##### Excerpted records #####
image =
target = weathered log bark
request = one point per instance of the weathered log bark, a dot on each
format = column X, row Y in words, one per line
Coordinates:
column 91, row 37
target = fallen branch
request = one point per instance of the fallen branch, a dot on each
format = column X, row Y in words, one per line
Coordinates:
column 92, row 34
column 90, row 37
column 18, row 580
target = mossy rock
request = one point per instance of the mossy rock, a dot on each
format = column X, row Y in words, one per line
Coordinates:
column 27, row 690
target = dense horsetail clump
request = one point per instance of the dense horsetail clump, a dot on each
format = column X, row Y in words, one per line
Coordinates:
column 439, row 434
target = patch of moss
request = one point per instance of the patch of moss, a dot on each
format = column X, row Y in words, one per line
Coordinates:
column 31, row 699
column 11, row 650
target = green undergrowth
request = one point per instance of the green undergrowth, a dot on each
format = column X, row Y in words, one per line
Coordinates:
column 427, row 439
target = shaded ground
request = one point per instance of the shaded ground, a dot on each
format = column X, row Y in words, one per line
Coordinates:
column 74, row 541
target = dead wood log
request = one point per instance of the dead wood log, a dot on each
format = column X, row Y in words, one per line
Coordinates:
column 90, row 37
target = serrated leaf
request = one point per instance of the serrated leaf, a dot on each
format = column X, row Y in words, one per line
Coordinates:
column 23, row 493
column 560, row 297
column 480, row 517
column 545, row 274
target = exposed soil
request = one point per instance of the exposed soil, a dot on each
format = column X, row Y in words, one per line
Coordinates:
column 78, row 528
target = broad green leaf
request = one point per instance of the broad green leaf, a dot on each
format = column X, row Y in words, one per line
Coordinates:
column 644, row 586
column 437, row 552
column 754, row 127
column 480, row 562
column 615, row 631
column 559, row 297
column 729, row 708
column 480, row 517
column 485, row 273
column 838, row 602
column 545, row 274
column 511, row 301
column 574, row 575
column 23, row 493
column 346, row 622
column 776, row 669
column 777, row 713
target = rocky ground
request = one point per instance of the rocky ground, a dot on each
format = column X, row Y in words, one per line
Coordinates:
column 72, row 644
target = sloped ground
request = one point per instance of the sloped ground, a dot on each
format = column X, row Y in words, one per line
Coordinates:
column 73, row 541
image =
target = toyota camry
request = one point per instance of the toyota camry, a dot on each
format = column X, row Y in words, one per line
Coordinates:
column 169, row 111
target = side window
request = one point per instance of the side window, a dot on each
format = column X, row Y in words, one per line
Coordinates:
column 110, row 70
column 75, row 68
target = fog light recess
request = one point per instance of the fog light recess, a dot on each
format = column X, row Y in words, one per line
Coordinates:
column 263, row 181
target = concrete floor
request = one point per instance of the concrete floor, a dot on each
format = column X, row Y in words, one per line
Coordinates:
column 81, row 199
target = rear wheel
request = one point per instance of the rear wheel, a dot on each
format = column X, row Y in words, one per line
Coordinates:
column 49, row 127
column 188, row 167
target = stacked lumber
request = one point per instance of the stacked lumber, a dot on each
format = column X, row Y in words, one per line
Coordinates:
#####
_Assigned task_
Return exactly the lines from the one containing "request = one point per instance of the toyota" through the last line of the records above, both included, and nothing else.

_Result of this task_
request = one point per instance of the toyota camry, a dot on each
format = column X, row Y in words, one per line
Coordinates:
column 169, row 111
target = side window
request = one point per instance of the side window, a dot on each
format = column X, row Y in words, one per line
Coordinates:
column 110, row 70
column 75, row 68
target = fog light recess
request = one point per instance of the fog light recess, a dot on each
format = column X, row Y in words, one per line
Coordinates:
column 263, row 181
target = concrete floor
request = one point per instance of the concrete floor, a dot on each
format = column X, row Y in words, one per line
Coordinates:
column 81, row 199
target = rear wheel
request = one point per instance of the rear wheel, a dot on each
format = column X, row Y in words, one per line
Coordinates:
column 49, row 127
column 188, row 167
target = stacked lumber
request = one point per instance of the stacked lumber, a dot on each
format = column X, row Y in words, one per line
Coordinates:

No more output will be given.